▶ [TASK TO COMPLETE] Select every line in the entries below that contains the string "surface", and copy each one in full. Letter case matters when matching.

── RECORDS SUPPLIED

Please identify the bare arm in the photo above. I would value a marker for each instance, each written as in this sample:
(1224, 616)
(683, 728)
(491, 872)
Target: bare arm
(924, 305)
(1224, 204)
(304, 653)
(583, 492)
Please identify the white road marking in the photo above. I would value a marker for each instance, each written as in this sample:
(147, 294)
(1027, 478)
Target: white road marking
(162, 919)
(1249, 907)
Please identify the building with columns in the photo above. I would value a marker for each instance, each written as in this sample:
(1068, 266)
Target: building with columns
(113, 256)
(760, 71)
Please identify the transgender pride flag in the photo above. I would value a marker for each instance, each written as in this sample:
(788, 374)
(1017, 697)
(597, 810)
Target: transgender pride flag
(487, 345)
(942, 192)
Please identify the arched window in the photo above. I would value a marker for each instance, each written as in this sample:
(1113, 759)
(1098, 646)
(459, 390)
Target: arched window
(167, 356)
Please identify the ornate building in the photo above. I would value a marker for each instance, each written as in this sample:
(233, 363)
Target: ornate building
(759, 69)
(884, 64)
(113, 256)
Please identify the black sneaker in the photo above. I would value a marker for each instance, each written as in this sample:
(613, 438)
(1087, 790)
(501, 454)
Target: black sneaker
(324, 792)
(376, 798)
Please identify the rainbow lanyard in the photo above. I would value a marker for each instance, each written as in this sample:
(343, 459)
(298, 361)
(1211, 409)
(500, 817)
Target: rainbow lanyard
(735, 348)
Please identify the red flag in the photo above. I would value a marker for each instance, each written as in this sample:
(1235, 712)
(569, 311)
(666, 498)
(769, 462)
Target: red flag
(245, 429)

────
── RECORDS SUPPLIED

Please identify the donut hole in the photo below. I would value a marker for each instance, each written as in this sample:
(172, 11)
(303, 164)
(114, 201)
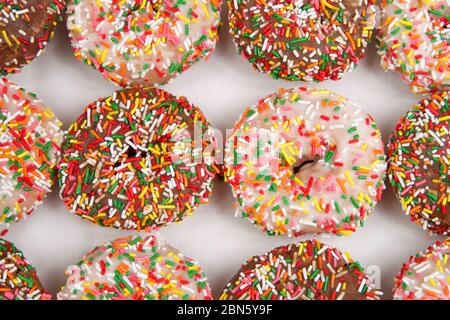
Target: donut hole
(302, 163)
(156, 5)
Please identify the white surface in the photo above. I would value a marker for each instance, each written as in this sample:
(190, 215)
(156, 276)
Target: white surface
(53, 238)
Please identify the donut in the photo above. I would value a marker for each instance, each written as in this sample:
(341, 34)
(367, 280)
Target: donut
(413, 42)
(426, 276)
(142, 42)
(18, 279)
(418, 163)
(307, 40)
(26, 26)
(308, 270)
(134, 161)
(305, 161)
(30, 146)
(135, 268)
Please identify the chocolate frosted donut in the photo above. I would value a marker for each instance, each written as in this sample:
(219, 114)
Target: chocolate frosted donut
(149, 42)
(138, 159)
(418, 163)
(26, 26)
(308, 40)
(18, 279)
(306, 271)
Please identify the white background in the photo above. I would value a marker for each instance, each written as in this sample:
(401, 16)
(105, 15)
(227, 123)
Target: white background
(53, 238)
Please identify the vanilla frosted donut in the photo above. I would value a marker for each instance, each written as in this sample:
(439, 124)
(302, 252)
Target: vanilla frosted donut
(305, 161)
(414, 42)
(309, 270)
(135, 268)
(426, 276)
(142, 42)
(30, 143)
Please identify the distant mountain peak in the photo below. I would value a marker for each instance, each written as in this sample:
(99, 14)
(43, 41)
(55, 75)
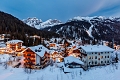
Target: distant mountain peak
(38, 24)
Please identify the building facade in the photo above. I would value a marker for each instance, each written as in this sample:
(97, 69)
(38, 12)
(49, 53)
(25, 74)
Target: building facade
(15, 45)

────

▶ [PROBLEM SOLUTION]
Please identify the white surface in the photo above. I would value a marker for each instance, each written as in this sample:
Target: white surface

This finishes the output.